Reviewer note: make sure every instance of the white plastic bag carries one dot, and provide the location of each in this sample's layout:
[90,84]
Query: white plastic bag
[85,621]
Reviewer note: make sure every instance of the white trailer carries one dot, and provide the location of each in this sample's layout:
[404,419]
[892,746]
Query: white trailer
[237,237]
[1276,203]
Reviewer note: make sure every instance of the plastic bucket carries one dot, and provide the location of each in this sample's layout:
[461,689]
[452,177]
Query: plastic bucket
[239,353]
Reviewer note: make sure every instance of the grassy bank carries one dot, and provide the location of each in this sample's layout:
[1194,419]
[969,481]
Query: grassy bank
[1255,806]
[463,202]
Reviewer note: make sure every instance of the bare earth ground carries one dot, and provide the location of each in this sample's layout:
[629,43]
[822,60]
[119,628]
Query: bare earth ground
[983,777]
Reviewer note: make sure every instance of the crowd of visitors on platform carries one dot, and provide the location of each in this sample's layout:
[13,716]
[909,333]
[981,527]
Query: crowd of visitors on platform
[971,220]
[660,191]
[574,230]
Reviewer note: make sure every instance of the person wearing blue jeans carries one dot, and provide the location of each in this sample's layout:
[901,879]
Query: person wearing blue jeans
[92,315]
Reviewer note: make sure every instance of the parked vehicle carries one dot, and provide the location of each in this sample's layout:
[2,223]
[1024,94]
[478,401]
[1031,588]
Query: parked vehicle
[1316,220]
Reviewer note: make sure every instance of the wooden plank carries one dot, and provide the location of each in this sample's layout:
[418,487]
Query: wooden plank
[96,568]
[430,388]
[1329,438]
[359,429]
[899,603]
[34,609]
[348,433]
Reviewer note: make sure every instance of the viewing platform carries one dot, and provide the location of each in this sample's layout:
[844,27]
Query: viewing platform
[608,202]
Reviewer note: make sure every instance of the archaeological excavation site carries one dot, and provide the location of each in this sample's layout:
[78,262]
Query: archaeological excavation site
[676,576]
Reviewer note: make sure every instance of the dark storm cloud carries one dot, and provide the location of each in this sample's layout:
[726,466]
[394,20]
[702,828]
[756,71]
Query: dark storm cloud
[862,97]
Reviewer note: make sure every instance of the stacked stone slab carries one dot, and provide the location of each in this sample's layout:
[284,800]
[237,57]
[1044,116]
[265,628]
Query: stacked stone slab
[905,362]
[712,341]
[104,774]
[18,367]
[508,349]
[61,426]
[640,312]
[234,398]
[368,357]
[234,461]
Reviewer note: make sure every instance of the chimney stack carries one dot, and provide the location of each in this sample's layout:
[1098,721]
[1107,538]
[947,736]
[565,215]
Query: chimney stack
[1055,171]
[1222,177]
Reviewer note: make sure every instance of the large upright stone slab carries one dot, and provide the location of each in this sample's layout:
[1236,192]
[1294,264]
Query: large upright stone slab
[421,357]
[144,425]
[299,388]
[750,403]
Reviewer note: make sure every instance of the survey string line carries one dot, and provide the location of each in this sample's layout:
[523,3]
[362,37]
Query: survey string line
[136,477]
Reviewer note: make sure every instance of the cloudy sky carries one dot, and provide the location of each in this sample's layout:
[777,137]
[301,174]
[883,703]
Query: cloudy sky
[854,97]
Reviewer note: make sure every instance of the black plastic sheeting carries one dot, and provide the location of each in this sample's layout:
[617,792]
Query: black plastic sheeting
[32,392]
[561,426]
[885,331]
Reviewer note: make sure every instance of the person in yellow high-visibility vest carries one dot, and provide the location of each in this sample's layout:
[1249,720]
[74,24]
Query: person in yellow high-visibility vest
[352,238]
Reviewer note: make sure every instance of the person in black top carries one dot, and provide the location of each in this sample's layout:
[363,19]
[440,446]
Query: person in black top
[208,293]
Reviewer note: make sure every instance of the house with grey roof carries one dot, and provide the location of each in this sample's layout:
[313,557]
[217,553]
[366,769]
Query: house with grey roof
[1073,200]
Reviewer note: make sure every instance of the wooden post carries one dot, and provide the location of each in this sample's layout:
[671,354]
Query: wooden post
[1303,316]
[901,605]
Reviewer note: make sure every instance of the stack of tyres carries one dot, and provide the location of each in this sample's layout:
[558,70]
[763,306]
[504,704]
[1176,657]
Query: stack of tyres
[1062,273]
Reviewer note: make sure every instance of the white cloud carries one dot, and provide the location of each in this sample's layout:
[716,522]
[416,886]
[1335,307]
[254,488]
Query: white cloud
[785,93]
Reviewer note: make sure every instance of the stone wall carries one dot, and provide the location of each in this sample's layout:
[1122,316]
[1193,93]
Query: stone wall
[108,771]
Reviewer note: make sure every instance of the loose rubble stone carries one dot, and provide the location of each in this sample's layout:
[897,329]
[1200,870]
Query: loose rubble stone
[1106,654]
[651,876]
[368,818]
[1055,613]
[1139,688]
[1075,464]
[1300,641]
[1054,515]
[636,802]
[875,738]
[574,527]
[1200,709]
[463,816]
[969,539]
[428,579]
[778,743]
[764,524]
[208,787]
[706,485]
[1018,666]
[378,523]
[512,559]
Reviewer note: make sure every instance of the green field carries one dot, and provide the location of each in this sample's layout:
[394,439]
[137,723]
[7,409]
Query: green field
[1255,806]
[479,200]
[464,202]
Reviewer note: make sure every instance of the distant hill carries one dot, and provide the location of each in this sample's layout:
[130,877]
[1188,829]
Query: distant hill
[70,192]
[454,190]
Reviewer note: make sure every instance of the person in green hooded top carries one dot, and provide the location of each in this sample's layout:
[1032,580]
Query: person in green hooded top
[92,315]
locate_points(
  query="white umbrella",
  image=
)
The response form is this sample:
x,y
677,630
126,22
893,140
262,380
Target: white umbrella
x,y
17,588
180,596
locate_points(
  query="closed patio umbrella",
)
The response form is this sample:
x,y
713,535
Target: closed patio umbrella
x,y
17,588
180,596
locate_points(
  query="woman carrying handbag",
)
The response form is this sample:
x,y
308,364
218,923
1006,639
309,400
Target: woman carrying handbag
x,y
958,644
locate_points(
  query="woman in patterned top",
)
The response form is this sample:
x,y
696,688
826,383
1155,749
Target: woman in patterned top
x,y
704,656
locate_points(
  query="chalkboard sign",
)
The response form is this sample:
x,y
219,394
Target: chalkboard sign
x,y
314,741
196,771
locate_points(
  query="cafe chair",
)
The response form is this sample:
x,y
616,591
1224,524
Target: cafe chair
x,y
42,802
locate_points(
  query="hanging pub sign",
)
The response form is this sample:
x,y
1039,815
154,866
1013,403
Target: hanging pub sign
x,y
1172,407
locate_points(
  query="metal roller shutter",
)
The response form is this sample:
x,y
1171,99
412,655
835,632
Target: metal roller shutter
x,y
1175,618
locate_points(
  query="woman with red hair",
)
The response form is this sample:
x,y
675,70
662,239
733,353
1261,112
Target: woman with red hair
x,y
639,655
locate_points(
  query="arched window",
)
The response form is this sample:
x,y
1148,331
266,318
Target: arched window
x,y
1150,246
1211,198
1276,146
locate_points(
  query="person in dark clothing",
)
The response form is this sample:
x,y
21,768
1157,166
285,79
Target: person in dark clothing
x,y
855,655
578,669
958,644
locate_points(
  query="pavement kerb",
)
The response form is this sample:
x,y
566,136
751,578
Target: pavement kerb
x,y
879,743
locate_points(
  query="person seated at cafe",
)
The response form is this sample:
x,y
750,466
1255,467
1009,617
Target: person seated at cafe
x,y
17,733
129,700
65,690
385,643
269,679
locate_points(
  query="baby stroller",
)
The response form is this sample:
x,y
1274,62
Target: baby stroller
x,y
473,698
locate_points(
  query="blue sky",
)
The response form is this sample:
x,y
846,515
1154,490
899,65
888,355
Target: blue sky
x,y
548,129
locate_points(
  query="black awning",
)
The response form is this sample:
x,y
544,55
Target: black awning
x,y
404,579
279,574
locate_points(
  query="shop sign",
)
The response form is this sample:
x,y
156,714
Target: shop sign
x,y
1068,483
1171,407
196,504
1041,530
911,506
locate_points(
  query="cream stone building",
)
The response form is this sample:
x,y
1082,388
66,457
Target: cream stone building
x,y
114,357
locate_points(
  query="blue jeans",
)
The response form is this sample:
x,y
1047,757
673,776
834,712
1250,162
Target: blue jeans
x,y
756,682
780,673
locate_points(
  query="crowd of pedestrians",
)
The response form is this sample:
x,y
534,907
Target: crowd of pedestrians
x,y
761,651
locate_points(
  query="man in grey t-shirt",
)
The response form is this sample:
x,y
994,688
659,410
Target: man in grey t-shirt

___

▶ [Aim of the exercise]:
Which lines in the records above contain the word "shirt"? Return each of them.

▶ [Solution]:
  query="man in grey t-shirt",
Target: man in grey t-shirt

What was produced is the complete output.